Transcribe the records exactly. Pictures do not belong in the transcription.

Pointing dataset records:
=-=-=-=-=

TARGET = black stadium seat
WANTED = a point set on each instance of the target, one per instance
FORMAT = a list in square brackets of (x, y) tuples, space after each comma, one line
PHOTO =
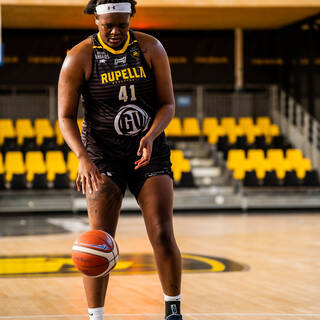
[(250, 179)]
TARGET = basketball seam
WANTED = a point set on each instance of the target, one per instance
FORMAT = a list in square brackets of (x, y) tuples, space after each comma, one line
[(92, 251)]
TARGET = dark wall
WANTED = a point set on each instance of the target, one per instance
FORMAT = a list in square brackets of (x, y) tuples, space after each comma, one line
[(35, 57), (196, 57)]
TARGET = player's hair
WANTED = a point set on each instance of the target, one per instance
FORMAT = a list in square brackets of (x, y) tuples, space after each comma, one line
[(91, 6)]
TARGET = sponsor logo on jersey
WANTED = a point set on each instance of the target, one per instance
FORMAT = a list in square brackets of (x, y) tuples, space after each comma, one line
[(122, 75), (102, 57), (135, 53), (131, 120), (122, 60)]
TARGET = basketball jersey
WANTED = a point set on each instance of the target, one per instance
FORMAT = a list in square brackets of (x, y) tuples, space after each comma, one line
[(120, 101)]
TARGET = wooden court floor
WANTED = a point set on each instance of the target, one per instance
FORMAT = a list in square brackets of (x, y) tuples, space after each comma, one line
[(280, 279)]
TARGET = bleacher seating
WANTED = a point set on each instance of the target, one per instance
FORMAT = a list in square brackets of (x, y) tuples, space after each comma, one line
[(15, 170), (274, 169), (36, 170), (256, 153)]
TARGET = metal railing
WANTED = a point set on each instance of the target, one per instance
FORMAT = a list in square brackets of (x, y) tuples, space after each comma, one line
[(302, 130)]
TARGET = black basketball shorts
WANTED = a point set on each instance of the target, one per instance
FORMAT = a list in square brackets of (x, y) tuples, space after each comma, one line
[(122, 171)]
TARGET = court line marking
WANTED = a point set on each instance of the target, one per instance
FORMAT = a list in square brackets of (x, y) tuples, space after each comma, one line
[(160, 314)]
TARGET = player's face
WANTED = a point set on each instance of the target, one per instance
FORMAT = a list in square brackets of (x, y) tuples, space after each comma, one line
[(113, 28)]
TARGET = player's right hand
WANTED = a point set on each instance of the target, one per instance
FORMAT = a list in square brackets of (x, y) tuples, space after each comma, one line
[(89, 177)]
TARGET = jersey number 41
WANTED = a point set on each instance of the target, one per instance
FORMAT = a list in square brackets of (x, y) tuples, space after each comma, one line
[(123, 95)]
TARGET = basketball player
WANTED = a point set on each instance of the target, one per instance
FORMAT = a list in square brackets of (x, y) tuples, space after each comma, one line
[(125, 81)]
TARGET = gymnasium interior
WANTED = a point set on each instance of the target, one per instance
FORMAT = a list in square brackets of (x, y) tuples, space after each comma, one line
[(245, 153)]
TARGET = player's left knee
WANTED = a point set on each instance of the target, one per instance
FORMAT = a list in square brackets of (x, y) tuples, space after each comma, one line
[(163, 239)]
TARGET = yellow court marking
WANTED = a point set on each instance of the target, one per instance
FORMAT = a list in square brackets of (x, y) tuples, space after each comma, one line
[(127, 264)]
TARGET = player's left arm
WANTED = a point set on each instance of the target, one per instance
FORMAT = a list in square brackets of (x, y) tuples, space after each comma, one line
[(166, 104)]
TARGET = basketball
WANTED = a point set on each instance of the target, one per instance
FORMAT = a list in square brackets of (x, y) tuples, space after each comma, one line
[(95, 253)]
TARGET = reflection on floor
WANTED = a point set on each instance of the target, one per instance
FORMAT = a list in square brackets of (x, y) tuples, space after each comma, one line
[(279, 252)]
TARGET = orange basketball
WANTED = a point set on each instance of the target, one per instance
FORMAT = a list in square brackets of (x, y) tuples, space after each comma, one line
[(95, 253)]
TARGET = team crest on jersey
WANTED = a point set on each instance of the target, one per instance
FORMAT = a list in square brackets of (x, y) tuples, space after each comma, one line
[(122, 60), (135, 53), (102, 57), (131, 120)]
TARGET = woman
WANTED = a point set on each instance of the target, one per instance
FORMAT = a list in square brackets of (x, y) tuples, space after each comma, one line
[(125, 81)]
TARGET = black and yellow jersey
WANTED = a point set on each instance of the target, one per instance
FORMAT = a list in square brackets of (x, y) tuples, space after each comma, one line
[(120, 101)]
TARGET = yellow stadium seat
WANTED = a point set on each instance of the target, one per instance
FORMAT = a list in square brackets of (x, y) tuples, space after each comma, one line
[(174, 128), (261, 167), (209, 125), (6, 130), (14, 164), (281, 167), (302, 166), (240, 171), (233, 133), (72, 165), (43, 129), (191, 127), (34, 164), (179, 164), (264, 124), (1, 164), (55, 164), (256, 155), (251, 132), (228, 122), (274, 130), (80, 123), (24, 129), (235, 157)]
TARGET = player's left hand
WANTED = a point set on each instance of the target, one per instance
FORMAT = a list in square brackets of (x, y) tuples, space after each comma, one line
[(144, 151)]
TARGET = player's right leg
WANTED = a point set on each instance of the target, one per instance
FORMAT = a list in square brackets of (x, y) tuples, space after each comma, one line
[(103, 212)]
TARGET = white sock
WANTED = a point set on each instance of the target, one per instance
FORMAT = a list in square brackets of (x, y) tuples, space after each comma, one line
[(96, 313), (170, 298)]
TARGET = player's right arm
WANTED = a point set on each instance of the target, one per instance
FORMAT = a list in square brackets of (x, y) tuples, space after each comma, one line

=-=-=-=-=

* Correct response *
TARGET = black stadium seat
WANTED = a point set on each instance of the target, one per instance
FORMAT = a list in square brackets of (x, y) tuples, space after each comma, one line
PHOTO =
[(250, 179)]
TARGET = basketball seam
WANTED = a point set on each instance of the target, one per instance
FORMAT = a list in square brackets of (x, y) tuples, space after each comma, one line
[(92, 251)]
TARGET = dark wall
WANTED = a point set on each instance of the target, one per instance
FORMAT = a list in square brackets of (x, y) tuples, space after each comma, one line
[(35, 57), (196, 57)]
TARGET = player's hair
WANTED = a point set on each instance of the target, one per instance
FORMAT = a list in square brackets of (x, y) tuples, space after each comma, one line
[(91, 6)]
TARGET = sponsor logo on jersey
WANTED = a point set on each instance of the target, one per instance
FORMAT = a list in square brackets of (x, y) tuples, space after each comma, one line
[(122, 75), (102, 57), (135, 53), (131, 120), (122, 60)]
TARGET = basketball jersey
WANTED = a point set on each instance of the target, one per instance
FORMAT = a list in square brackets of (x, y) tuples, space after each comma, one line
[(120, 101)]
TARGET = wooden court floor
WANTED = a point set on each instance of the target, one per instance
FORMAT = a list in square brackets of (x, y) tuples, space after each comma, one line
[(280, 279)]
TARGET = bleacher seating
WANTED = a point set on each instance of the target, one per instance
FORMAT = a list in square brackets of (x, y) tuples, space after each comma, one line
[(15, 170), (274, 169), (36, 170), (256, 153)]
TARGET = metal railing
WANTED = a point set on each instance of the target, one per instance
FORMAT = a list in square brackets of (x, y) tuples, space after each comma, one line
[(302, 130)]
TARGET = black basketball shorts
WANTED = a point set on each instance of the target, one per instance
FORMAT = a list in square brackets of (x, y) tuples, space after each comma, one line
[(122, 171)]
TARGET = court line marking
WANTED = a point set on each instance of the target, one per instance
FORMAT = a list in square brackets of (x, y) tuples, space after each comma, one line
[(160, 314)]
TARGET = player's face
WANTED = a point set on each instance of the target, one per instance
FORMAT = a list in square brackets of (x, y) tuples, space after each comma, one line
[(113, 28)]
TARGET = player's right hand
WANTED = a point set on each instance of the target, one per instance
FORMAT = a list in square brackets of (x, y) tuples, space after each comma, one line
[(89, 177)]
TARGET = jersey number 41
WANTED = a point set on each instance of the target, one per instance
FORMAT = a list in square brackets of (x, y) tuples, space after each comma, one line
[(123, 95)]
TARGET = basketball player
WANTED = a point set on each instance of the target, one per instance
FORMAT = a list in square brackets of (x, y) tuples, space after each comma, one line
[(125, 81)]
TARGET = gymnasium interior
WANTED = a point set on each instance of the target, one per instance
FORMAT = a list in square brackets of (x, y) tuples, space after each comma, one line
[(245, 153)]
TARGET = player's left knee
WANTED = a point set on each instance of the target, one per instance
FORMAT = a list in square brackets of (x, y) tuples, space after each comma, one line
[(163, 239)]
TARGET = yellow court marking
WANTED = a point set on each instance of the target, one per instance
FORMAT = a list in square brackets of (x, y) tuples, space after each comma, one line
[(127, 264)]
TARGET = player's left arm
WANTED = a point set on each instance of the target, one per instance
FORMAT = a list in square brackets of (x, y) tuples, space after each comma, one line
[(166, 104)]
TARGET = basketball
WANTED = a point set on each instance of the target, one per instance
FORMAT = a list in square brackets of (x, y) tuples, space after each comma, one line
[(95, 253)]
TARGET = reflection on floor
WANTED = a point set on each instance of the target, one per instance
FORMAT = a list in square brackets of (x, y) tuples, space after each comma, one line
[(279, 252)]
TARGET = orange basketball
WANTED = a point set on each instance of the target, one per instance
FORMAT = a list in square brackets of (x, y) tuples, space after each comma, one line
[(95, 253)]
TARGET = team crest on jersey
WANTED = a point set on each instance of the target, one per instance
FORMAT = a list in square brackets of (x, y) tuples, space after each comma, one line
[(122, 60), (135, 53), (102, 57), (131, 120)]
TARGET = woman
WANTED = a point set on each instance of the target, one per instance
FORMAT = a list in square brackets of (x, y) tuples, space after each comma, one line
[(125, 81)]
TARGET = black and yellow jersey
WANTED = a point set on each instance of the target, one per instance
FORMAT = a list in square brackets of (x, y) tuples, space after each comma, one line
[(120, 101)]
TARGET = yellow stadium seat
WANTED = a point set on each instance of the target, one per instance
FORMAT = a list in square brackets of (x, y) tuples, space after each comma, one line
[(174, 128), (261, 167), (209, 125), (6, 130), (14, 164), (281, 167), (302, 166), (240, 171), (233, 133), (72, 165), (43, 129), (191, 127), (34, 164), (179, 164), (264, 124), (1, 164), (55, 164), (256, 155), (251, 132), (228, 122), (274, 130), (80, 123), (24, 129), (235, 157)]
TARGET = player's left hand
WANTED = a point set on each instance of the target, one per instance
FORMAT = a list in square brackets of (x, y) tuples, space after each comma, one line
[(144, 151)]
TARGET = player's right leg
WANTED = a point set on each instance of the target, one per instance
FORMAT = a list in square brackets of (x, y) tuples, space after each comma, one line
[(103, 212)]
TARGET = white sock
WANTED = a point set on each instance of the target, one per instance
FORMAT = a list in square brackets of (x, y) tuples, space after each comma, one line
[(96, 313), (170, 298)]
TARGET = player's right arm
WANTED = a point set on each instance of the target, one per instance
FORMAT = a list in square brackets of (x, y) tuples, space after each comma, one line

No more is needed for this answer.